Requirements>
Copy out the records below, swapping every "lit building facade" for "lit storefront" and changing nothing else.

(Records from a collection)
— begin —

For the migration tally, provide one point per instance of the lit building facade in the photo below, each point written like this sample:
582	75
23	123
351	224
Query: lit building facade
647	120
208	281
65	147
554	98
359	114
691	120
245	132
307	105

— end —

Exercise solution>
For the migration tally, provide one point per instance of the lit storefront in the photo below, each point written like this sample:
582	75
23	123
351	224
Query: lit storefront
647	120
208	281
65	147
554	98
359	114
691	120
245	132
307	105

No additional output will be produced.